In conjunction with
30th IEEE International Parallel & Distributed Processing Symposium,
May 23, 2016, Chicago Hyatt Regency, Chicago, Illinois, USA
Website: https://tcpp.cs.gsu.edu/curriculum/?q=edupar16
CALL FOR PAPERS
Parallel and Distributed Computing (PDC) now permeates most computing activities. The pervasiveness of computing devices containing multicore CPUs and GPUs, including home and office PCs, laptops, and mobile devices, is making even common users dependent on parallel processing. Certainly, it is no longer sufficient for even basic programmers to acquire only the traditional sequential programming skills. The preceding trends point to the need for imparting a broad-based skill set in PDC technology at various levels in the educational fabric woven by Computer Science (CS) and Computer Engineering (CE) programs as well as related computational disciplines. However, the rapid changes in computing hardware platforms and devices, languages, supporting programming environments, and research advances, more than ever challenge educators in knowing what to include in the curriculum and what to teach in any given semester or course.
The 6th workshop on Parallel and Distributed Computing Education invites unpublished manuscripts from individuals or teams from academia, industry, and other educational and research institutes on topics pertaining to the teaching of PDC topics in the Computer Science and Engineering curricuum as well as in domain-specific Computational Sciences and Engineering curriculums and with PDC and high performance computing (HPC) concepts. The emphasis of the 6th workshop continues to be on undergraduate education, although certain aspects of graduate education, if relevant to undergraduates, may be considered at the discretion of the program committee. The workshop especially seeks papers that report on experience with implementing aspects of the NSF/TCPP or ACM/IEEE CS2013 curriculum or other novel approaches to incorporating PDC topics into undergraduate core courses that are taken by the majority of students in a program. Methods, pedagogical approaches, tools, and techniques that have the potential for adoption across the broader community are of particular interest.

### Stated task a
Summarize the call for papers in two sentences.
The rows that follow are unrelated to the call for papers.

Dataset items
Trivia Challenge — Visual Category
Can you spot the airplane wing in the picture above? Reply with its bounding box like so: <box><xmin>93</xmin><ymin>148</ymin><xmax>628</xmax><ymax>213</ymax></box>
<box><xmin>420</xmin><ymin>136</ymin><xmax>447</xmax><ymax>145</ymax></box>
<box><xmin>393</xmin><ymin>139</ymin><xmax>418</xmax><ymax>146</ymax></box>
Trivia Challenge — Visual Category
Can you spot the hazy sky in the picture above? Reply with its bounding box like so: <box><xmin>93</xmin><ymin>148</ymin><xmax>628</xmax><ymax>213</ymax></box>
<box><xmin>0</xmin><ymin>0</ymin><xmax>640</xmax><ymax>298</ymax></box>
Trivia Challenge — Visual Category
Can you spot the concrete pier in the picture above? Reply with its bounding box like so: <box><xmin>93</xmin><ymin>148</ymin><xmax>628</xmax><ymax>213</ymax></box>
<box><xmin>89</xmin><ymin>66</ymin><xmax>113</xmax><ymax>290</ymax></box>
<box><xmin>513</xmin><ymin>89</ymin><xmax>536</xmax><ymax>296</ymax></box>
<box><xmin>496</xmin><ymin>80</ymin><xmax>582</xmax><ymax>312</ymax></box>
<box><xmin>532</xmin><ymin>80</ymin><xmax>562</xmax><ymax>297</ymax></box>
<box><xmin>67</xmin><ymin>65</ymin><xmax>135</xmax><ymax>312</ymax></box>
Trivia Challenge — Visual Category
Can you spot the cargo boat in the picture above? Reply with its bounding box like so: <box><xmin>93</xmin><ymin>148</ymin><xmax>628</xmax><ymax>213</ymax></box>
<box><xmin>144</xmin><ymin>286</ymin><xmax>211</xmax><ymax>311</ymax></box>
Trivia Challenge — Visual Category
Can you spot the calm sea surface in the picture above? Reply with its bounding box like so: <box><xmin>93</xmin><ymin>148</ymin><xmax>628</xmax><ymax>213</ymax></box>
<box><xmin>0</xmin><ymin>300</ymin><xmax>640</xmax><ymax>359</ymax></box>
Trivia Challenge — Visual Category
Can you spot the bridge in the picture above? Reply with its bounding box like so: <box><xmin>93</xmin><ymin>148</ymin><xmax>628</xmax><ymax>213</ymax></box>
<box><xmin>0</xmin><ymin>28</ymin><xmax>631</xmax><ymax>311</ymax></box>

### Stated task b
State how many lines in the rows contain the string "Reply". Give only the number.

### Full solution a
Parallel and distributed computing now permeates most computing activities, so even basic programmers need more than sequential programming skills, yet rapid changes in hardware, languages, environments, and research make it hard for educators to decide what to teach. The 6th workshop on Parallel and Distributed Computing Education invites unpublished manuscripts on teaching these topics, with an emphasis on undergraduate education and particular interest in experience implementing the NSF/TCPP or ACM/IEEE CS2013 curriculum or other novel approaches in undergraduate core courses.

### Full solution b
6